Convocó a todos los sumos sacerdotes y escribas del pueblo, y por ellos se estuvo
informando del lugar donde había de nacer el Cristo. Ellos le dijeron: «En Belén de
Judea, porque así está escrito por medio del profeta: Y tú, Belén, tierra de Judá, no
eres, no, la menor entre los principales clanes de Judá; porque de ti saldrá un
caudillo que apacentará a mi pueblo Israel». Entonces Herodes llamó aparte a los
magos y por sus datos precisó el tiempo de la aparición de la estrella. Después,
enviándolos a Belén, les dijo: «Vayan e indaguen cuidadosamente sobre ese niño; y
cuando le encuentren, comuníquemenlo, para ir también yo a adorarle». Ellos,
después de oír al rey, se pusieron en camino, y he aquí que la estrella que habían
visto en el Oriente iba delante de ellos, hasta que llegó y se detuvo encima del
lugar donde estaba el niño. Al ver la estrella se llenaron de inmensa alegría.
Entraron en la casa; vieron al niño con María su madre y, postrándose, le adoraron;
abrieron luego sus cofres y le ofrecieron dones de oro, incienso y mirra. Y, avisados
en sueños que no volvieran donde Herodes, se retiraron a su país por otro camino.

» **Entradas mostradas**:
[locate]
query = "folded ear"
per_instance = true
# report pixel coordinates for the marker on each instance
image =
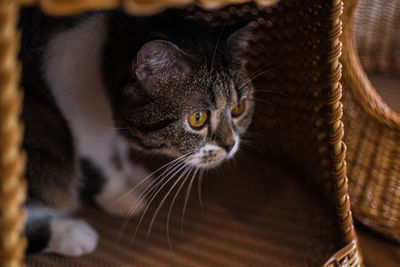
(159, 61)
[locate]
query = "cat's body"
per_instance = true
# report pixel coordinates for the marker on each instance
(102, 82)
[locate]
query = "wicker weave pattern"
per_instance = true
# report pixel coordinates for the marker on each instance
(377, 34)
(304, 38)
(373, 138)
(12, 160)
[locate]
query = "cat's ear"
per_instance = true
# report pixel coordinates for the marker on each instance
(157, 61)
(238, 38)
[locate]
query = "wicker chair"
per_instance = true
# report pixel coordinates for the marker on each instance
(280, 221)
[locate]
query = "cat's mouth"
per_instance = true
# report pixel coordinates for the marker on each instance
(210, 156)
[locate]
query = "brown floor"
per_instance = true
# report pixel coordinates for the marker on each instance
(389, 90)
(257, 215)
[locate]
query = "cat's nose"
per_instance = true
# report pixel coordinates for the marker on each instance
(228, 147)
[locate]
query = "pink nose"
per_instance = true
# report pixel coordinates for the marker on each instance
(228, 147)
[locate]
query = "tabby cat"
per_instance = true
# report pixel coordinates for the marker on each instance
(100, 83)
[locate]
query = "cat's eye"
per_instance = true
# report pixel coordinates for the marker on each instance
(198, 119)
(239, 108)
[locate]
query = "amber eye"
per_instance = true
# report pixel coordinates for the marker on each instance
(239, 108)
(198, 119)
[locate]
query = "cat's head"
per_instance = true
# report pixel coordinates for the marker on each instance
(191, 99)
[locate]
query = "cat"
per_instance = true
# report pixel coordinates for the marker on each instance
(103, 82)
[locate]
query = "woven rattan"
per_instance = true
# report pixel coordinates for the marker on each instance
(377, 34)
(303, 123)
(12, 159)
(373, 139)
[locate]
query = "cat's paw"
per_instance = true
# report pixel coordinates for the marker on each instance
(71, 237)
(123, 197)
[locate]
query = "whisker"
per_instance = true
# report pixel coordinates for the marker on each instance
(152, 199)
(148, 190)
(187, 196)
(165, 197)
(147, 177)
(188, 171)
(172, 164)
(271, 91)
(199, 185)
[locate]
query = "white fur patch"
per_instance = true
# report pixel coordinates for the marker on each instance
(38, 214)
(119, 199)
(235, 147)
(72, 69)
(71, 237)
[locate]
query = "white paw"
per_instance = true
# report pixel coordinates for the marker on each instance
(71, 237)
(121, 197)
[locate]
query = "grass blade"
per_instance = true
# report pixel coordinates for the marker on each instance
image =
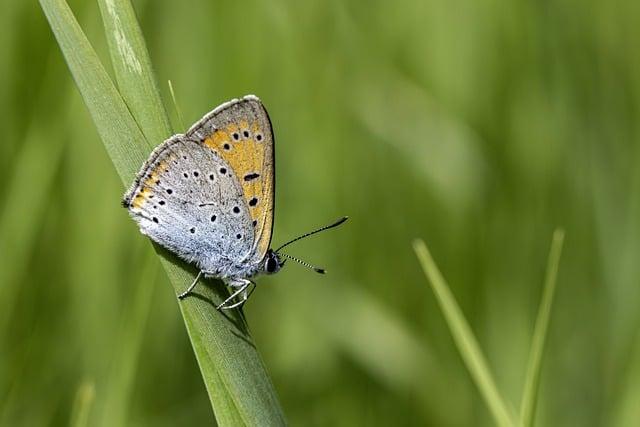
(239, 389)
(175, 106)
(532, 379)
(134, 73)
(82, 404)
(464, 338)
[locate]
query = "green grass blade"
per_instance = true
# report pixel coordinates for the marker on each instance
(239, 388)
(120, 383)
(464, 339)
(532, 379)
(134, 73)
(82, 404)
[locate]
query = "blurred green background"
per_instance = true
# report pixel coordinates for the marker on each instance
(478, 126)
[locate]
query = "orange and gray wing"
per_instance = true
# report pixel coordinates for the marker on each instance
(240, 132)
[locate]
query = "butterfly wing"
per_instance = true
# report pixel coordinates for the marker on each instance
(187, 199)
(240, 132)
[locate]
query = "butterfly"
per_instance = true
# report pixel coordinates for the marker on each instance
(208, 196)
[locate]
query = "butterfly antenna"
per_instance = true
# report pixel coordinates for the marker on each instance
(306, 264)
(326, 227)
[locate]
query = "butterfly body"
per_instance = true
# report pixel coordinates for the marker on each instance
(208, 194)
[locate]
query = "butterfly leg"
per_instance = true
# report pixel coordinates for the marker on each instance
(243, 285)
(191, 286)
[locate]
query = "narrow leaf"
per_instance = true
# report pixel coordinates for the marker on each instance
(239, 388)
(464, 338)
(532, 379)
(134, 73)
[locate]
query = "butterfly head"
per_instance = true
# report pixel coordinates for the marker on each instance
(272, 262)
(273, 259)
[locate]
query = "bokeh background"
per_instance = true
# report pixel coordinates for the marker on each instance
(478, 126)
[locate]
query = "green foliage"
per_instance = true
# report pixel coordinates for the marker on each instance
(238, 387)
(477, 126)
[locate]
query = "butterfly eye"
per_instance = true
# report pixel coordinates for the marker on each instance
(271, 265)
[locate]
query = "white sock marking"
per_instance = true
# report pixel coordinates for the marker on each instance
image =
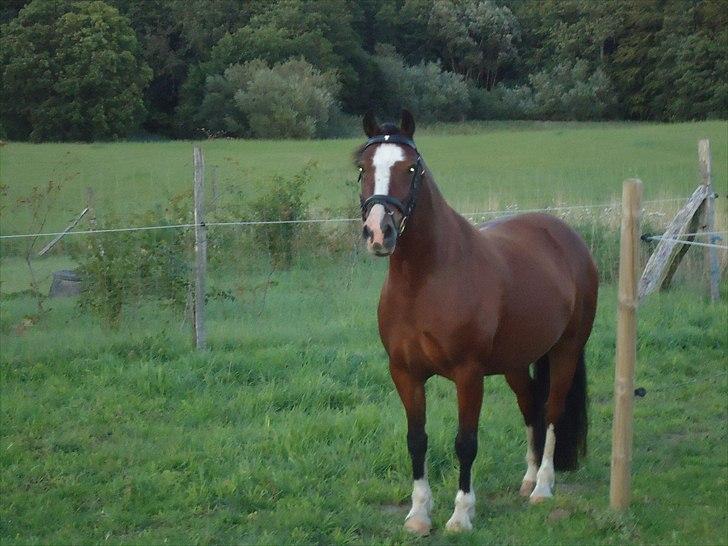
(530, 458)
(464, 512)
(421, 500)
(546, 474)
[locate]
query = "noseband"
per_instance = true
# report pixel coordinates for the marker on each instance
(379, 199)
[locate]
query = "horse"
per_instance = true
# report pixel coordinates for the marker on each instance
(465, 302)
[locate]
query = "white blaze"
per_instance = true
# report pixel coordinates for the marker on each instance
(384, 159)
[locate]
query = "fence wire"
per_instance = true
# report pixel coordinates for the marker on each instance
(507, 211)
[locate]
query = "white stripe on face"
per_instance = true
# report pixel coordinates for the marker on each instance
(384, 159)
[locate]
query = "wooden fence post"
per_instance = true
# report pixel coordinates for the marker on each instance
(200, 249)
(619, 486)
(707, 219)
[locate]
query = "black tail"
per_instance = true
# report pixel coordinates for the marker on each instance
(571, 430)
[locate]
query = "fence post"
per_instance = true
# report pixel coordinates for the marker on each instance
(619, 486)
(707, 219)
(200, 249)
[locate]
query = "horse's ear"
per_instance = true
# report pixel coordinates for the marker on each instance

» **Tareas por resolver**:
a) Reúne y copia todas las líneas de las entradas en las que aparece la palabra «grass».
b) Escribe lo que sigue al pasaje sobre los magos y Herodes, a partir del punto en que termina.

» **Respuestas por tarea**:
a)
query = "grass blade"
query = "green grass blade"

b)
HOMILIA:
Varios siglos antes del nacimiento de Jesús, el profeta Isaías ya anunciaba la luz
que El, como Mesías, traería a la tierra. Y, además, aclaraba que no se trataba sólo
del pueblo elegido, sino que vendrían de lejos todos los hijos de Dios para recibir
esa luz que sería su salvación.
Esto era la “epifanía”, la manifestación de Dios a todos los pueblos de la tierra.
Esto es lo que explica san Pablo a los discípulos de Éfeso, cuando dice en la
segunda lectura de hoy: “Misterio que en generaciones pasadas no fue dado a
conocer a los hombres, como ha sido ahora revelado a sus santos apóstoles y
profetas por el Espíritu: que ustedes los gentiles son coherederos, miembros del
mismo Cuerpo y partícipes de la misma Promesa en Cristo Jesús por medio del
Evangelio” (3,5-6).
Sigue siendo para nosotros un misterio el por qué Dios aparentemente escondió a
una buena parte de la humanidad su identidad, que caminó por siglos en la
oscuridad.
Esa oscuridad que también menciona Isaías, mientras anuncia que la luz aparecerá
para que todas las naciones puedan conocer la gloria de Dios.
Dios tiene sus motivos y nadie puede conocerlos. Lo cierto es que sólo comenzó a
revelarse, poco a poco, al pueblo de Israel, aunque lo hizo en una forma no
totalmente completa, hasta que llegó Jesús, su Hijo y Palabra viva, que nos daría a
conocer la Buena Noticia del amor de su Padre por todos y cada uno de nosotros.
Misterio insondable, pues, pero revelado al fin y anunciado por medio de la Iglesia,
fundada por Jesús con el fin de llevar la luz a todos los pueblos de la tierra.
La revelación a los pueblos gentiles comenzó nada más nacer Jesús. Aquellos
magos de los que nos habla Mateo en el evangelio de hoy, que ni siquiera sabemos
cómo se llamaban en realidad ni cuántos eran, vinieron de muy lejos a conocer al
rey que había nacido en Israel.
Lo que ellos vieron en el firmamento fue una señal inequívoca para ellos.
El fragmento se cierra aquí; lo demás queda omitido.